### Data for analysis
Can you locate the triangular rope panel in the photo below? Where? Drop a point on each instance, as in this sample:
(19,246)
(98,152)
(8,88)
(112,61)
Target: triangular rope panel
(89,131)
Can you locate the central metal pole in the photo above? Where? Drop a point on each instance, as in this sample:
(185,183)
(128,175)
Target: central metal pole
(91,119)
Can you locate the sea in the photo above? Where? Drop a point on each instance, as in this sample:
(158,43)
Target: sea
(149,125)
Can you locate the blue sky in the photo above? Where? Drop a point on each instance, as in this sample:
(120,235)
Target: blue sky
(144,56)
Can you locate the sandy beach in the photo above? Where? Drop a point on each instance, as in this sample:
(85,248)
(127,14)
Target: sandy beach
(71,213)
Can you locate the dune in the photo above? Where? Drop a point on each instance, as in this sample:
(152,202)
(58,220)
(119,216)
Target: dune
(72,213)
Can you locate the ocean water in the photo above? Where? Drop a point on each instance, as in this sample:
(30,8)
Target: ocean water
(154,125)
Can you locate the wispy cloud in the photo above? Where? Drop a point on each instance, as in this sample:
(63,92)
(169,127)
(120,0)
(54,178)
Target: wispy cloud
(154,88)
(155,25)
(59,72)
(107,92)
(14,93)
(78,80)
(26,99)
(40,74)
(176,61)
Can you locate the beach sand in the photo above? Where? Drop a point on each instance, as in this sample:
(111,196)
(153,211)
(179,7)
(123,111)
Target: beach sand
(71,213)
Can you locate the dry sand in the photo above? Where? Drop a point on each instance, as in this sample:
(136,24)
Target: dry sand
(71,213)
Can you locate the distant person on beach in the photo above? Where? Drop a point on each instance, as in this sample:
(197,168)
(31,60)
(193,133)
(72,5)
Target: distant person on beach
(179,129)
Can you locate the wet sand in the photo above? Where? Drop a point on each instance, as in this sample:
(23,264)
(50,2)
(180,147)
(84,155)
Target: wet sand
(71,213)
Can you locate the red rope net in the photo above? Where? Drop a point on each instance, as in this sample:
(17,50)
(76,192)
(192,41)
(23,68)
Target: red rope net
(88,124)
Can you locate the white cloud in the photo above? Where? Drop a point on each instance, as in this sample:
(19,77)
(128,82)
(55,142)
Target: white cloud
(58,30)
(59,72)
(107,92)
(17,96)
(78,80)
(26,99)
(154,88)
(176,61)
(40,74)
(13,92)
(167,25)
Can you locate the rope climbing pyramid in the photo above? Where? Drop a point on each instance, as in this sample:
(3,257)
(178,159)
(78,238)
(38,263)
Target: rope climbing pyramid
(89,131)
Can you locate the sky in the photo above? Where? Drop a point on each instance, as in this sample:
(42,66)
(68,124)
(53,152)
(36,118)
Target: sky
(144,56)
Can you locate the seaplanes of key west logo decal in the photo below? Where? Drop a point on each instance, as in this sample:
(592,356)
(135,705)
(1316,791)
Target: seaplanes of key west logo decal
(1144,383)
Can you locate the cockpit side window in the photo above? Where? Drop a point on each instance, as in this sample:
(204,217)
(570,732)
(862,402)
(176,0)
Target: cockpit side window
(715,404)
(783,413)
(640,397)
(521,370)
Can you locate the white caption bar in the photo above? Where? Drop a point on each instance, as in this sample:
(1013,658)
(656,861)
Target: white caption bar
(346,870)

### What you will do
Could you restate, word for word, every line from the one containing "Target: wet sand" through the last line of the records above, and nothing more?

### Output for this exercise
Target: wet sand
(71,213)
Can you locate the red rope net in the photo above? Where? Drop a point on each instance, as in this sample:
(17,50)
(76,192)
(192,41)
(23,68)
Target: red rope net
(88,124)
Can you locate the white cloud in the photo above? Where? Drop a point on each instance, as in this sample:
(19,77)
(128,82)
(55,142)
Target: white cloud
(58,30)
(59,72)
(107,92)
(17,96)
(78,80)
(26,99)
(154,88)
(176,61)
(40,74)
(13,92)
(167,25)
Can you locate the rope climbing pyramid in the photo above? Where? Drop a point on each instance, as in this sample:
(3,257)
(178,159)
(78,238)
(38,263)
Target: rope climbing pyramid
(89,131)
Can you locate the sky in the photo above? Where? Drop a point on each instance, as in this sample:
(42,66)
(68,124)
(53,152)
(36,118)
Target: sky
(144,56)
Can you locate the seaplanes of key west logo decal in the photo below? Where? Drop a point on each instance, as in this sample:
(592,356)
(135,705)
(1316,791)
Target: seaplanes of key west logo decal
(1144,383)
Can you locate the cockpit side window in the photo above? Where? Drop a point on each instance, as in this sample:
(204,217)
(570,732)
(862,402)
(176,0)
Target: cockpit side window
(715,404)
(783,413)
(640,397)
(521,370)
Can you locate the white caption bar in the photo above? Where? Drop a point on each instance, as in this sample:
(1013,658)
(656,861)
Target: white caption bar
(346,870)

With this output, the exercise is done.